Print every one of the rows below word for word, changing nothing.

─── Input records

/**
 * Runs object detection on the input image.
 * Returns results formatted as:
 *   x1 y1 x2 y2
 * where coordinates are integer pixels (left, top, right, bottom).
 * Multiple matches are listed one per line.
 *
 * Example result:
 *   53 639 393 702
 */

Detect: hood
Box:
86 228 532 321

──────

- **Exercise answer**
/**
 * Runs object detection on the input image.
 * Returns results formatted as:
 *   x1 y1 x2 y2
 * where coordinates are integer pixels (left, top, right, bottom).
 * Multiple matches are listed one per line.
 *
 * Example result:
 *   53 639 393 702
 */

Detect: hood
Box:
86 228 532 321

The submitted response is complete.